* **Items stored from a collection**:
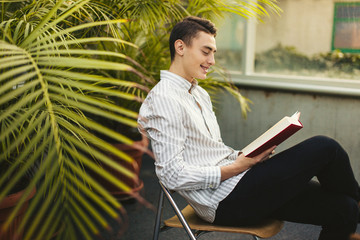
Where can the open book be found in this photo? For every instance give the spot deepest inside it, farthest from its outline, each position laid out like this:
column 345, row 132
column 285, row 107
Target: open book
column 274, row 136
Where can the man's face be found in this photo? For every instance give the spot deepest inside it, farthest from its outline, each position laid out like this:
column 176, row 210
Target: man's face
column 199, row 56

* **Instructions for the task**: Swap "instance" for "occurrence" in every item above and keep all other text unchanged. Leave out the pictures.

* **Answer in full**:
Where can the open book be found in this photo? For every occurrence give the spot deepest inside it, farthest from its outline, each position laid out like this:
column 345, row 132
column 285, row 107
Target: open book
column 274, row 136
Where can the man's face be found in this photo? For every occurrence give the spot deepest inside it, farthest from its outline, each position laid out like this:
column 176, row 210
Target: man's face
column 199, row 56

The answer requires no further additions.